→ Problem to work on: Rewrite every one of the following records with "validation set" substituted for each occurrence of "evaluation set", leaving the rest untouched.

→ Rows:
----------------

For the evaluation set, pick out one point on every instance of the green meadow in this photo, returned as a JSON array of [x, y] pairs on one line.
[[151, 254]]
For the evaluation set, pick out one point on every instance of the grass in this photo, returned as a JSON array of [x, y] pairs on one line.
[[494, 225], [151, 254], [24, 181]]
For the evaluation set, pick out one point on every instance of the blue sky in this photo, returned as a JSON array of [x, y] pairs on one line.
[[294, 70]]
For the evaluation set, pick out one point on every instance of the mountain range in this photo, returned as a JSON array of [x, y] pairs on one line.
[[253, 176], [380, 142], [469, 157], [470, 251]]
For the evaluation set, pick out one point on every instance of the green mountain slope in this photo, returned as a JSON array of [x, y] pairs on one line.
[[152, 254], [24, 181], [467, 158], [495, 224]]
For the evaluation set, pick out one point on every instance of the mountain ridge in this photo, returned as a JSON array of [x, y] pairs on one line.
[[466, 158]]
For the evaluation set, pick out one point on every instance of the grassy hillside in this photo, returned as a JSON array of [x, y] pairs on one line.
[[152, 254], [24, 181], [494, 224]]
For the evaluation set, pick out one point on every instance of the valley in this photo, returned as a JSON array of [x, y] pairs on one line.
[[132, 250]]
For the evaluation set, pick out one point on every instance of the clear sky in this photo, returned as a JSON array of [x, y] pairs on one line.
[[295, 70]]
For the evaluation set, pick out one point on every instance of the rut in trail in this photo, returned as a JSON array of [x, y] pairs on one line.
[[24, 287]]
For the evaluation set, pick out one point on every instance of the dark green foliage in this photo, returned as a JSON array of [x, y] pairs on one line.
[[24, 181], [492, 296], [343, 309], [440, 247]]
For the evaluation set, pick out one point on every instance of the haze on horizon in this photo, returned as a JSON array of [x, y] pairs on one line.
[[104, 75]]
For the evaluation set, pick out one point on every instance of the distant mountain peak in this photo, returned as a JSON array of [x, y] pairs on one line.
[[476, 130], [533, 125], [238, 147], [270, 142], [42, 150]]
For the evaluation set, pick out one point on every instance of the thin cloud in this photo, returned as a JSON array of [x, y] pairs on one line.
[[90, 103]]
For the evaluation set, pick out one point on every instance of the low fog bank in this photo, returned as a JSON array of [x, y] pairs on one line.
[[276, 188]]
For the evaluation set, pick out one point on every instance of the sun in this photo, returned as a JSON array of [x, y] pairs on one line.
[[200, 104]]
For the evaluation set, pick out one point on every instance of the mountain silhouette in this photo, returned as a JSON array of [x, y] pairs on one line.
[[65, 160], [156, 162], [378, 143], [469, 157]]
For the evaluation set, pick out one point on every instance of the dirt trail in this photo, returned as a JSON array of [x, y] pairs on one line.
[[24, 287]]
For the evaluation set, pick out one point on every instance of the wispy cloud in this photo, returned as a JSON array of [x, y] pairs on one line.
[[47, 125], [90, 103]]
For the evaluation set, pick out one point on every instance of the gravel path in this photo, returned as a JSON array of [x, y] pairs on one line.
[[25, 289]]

----------------

→ Correct result:
For the validation set, pick out one point on every instance of the green meadow in this photo, returned as a JSON array of [x, y] pairs on one line.
[[151, 254]]
For the validation set, pick out one point on every instance of the grass in this photo, returned as a JSON array of [x, y] pairs on one line.
[[494, 225], [151, 254], [24, 181]]
For the validation set, pick out one point on every instance of the blue sky in this photo, returned as a JSON array of [x, y] pairs on one line.
[[294, 70]]
For the validation set, pick out one point on every instance of the mountain range in this photo, returned as a JSON array of [x, y] pairs on one line.
[[253, 176], [380, 142], [469, 157], [470, 251]]
For the validation set, pick out one point on every instance of the green mountain slope in this photo, returned as a JSON array of [x, y] pairs on one line.
[[152, 254], [24, 181], [467, 158], [495, 224]]
For the validation set, pick out one point on every instance of the mountain ridge in this photo, returned as a JSON array of [x, y] pairs on one line.
[[466, 158]]
For the validation set, pick out one point on every instance of the grassy hillside in this photo, returned as a JSON array of [x, y] pairs on one line.
[[152, 254], [24, 181], [494, 224]]
For the validation set, pick out one point on every instance of the valley in this photo, returned as a JSON array of [x, y] pairs on one line.
[[132, 250]]
For the validation set, pick out one point on every instance of the clear sky in this photo, returned as a JSON array of [x, y] pairs on one line.
[[295, 70]]
For the validation set, pick out one point on every instance of the rut in trail in this photo, returned as a JSON array of [x, y] pairs on one line.
[[24, 287]]
For the validation set, pick out one point on every instance of the dark green foliage in this photo, returned as a JSON array of [x, y] pairs on one line.
[[24, 181], [492, 296], [343, 309], [440, 247]]
For the validation set, pick out one point on every instance of the haze on horizon in this photo, returned as a JSON array of [x, y] pairs on one line.
[[104, 75]]
For the validation set, pick out one point on every instance of the distant mountain peak in this photo, returned as a JSON array of [x, y] pairs on one line.
[[476, 130], [533, 125], [238, 147], [270, 142], [42, 150]]
For the validation set, pick out one point on every instance of the thin cloud in this photo, returned as a JSON array of [x, y] pairs on one line.
[[90, 103]]
For the validation set, pick out one point on every instance of the low fog bank in this photo, returned as a JSON array of [x, y] pairs on one line.
[[276, 188]]
For the validation set, pick out one point on every instance of the sun in this photo, returned as a JSON array of [x, y] pairs on one line.
[[200, 104]]
For the validation set, pick out one point on every instance of the mountain silhouette in this photo, returned as a JSON array of [x, y] pairs on one line.
[[65, 160], [156, 162], [378, 143], [469, 157]]
For the validation set, pick out one point on every instance of the dirt trail in this photo, returned as a JSON array of [x, y] pairs on one line.
[[24, 287]]
For the validation set, pick out one point on every instance of the wispy cloud in this photo, returned as a JSON array of [x, y] pairs on one line.
[[47, 125], [90, 103]]
For the validation set, pick out one point on every instance of the gravel path in this photo, returned as a JSON array of [x, y] pairs on one line.
[[25, 289]]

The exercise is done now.